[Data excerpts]

________

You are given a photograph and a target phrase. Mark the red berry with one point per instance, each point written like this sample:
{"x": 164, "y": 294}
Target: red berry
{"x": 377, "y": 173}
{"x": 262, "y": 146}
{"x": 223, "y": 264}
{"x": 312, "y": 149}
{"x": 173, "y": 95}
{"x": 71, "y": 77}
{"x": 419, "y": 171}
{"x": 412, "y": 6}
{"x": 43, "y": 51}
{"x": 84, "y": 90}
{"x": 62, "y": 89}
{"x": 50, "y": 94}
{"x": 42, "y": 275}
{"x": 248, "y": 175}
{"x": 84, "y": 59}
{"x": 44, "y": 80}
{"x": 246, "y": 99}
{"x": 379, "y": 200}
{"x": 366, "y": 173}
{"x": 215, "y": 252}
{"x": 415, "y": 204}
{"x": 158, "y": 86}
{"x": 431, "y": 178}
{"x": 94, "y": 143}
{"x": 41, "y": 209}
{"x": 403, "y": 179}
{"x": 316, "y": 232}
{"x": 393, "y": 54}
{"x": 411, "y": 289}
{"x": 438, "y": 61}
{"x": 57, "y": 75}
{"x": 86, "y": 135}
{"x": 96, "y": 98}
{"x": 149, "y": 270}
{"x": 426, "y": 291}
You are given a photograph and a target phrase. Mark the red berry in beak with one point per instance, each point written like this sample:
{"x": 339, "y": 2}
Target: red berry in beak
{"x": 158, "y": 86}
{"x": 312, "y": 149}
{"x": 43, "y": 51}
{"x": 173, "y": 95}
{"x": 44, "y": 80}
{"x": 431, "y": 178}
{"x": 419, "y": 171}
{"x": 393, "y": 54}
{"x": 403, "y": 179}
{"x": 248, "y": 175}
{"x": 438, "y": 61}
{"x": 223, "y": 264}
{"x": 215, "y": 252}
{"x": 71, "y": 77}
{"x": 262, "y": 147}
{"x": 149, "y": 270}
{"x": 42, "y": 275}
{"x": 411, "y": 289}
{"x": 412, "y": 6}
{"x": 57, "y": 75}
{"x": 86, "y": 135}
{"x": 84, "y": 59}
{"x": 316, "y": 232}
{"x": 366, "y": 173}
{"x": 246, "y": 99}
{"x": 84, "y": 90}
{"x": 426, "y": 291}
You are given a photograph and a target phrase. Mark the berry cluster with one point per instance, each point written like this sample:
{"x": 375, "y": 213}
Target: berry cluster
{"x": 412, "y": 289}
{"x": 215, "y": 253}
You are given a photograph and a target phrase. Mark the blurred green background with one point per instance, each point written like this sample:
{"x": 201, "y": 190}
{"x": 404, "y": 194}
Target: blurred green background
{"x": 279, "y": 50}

________

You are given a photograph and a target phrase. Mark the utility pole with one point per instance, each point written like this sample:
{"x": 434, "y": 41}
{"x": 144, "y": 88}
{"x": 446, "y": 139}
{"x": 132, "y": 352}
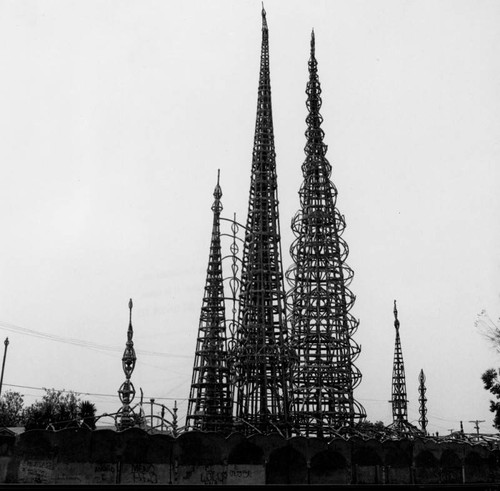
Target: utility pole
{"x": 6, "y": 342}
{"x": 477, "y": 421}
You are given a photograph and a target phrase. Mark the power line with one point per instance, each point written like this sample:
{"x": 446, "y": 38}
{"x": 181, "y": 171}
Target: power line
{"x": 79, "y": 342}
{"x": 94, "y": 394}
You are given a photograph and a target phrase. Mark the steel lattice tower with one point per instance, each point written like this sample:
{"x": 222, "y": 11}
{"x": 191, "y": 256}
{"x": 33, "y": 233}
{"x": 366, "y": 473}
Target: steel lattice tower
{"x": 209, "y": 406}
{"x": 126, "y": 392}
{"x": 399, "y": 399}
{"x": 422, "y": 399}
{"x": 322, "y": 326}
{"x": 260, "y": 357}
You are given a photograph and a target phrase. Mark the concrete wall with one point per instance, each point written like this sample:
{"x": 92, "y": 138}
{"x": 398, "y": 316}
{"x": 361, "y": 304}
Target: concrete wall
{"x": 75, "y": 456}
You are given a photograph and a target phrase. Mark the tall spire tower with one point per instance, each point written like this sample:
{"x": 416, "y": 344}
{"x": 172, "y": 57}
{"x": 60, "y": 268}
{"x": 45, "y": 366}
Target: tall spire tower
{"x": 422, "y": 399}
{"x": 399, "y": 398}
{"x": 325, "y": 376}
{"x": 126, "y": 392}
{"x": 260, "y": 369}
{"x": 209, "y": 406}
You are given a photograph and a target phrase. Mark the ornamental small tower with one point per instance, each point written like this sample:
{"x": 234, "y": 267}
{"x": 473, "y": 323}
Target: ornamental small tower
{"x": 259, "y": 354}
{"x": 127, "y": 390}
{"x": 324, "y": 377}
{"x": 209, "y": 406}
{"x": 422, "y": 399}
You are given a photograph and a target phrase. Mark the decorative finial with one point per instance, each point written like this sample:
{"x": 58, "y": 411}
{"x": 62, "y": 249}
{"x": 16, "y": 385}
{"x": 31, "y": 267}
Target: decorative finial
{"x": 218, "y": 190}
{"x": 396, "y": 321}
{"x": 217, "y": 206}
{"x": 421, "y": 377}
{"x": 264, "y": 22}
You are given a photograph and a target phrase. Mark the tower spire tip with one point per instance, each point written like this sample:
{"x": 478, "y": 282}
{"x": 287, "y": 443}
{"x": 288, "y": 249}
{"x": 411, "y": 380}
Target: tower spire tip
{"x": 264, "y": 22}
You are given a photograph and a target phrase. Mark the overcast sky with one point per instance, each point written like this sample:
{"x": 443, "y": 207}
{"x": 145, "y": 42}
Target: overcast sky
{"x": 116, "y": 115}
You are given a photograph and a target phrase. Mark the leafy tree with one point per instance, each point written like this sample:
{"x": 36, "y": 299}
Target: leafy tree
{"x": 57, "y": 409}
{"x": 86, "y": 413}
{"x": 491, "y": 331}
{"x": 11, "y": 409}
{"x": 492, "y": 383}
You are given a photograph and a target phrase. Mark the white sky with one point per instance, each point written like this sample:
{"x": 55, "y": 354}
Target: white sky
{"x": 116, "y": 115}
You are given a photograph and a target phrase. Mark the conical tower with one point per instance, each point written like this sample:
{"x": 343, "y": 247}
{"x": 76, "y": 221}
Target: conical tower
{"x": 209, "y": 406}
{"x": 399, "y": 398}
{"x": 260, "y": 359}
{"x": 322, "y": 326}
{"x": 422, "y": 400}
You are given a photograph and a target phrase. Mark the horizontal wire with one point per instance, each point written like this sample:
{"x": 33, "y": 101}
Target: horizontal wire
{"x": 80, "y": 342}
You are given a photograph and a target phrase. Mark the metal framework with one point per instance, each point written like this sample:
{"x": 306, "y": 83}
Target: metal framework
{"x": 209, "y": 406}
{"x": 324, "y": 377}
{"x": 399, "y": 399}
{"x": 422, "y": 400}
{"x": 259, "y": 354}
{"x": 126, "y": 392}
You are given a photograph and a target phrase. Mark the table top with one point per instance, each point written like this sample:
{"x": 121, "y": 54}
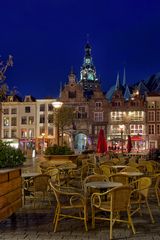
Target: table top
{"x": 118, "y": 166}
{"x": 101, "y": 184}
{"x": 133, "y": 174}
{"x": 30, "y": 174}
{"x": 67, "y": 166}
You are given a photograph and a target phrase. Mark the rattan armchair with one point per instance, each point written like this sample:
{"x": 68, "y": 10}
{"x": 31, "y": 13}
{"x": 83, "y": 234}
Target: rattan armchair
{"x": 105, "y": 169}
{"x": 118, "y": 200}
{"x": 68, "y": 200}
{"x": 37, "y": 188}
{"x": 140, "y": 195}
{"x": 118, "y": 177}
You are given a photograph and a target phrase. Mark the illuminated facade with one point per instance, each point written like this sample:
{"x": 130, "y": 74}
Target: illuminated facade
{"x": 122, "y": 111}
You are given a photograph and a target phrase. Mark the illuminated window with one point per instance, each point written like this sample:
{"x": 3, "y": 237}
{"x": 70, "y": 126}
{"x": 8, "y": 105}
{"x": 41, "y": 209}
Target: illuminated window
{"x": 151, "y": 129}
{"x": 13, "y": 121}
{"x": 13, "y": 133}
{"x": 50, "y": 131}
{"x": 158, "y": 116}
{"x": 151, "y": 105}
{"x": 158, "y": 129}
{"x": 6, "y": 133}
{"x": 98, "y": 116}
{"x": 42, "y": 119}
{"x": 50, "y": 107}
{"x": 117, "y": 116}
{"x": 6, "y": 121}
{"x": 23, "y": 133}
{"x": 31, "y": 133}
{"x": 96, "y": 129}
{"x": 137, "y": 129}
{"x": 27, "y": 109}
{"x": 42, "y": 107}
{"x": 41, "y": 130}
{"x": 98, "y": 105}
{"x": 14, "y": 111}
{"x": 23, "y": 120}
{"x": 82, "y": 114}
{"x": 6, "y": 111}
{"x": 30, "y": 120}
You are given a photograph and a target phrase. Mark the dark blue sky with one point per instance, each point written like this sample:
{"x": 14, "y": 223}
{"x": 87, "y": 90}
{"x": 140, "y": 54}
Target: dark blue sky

________

Task goal: Show all lines in the entries above where the word "dark" appears.

Task result:
You are given a photograph and a target phrase. Mark the dark blue sky with one point per instance, each point written like this sample:
Target: dark blue sky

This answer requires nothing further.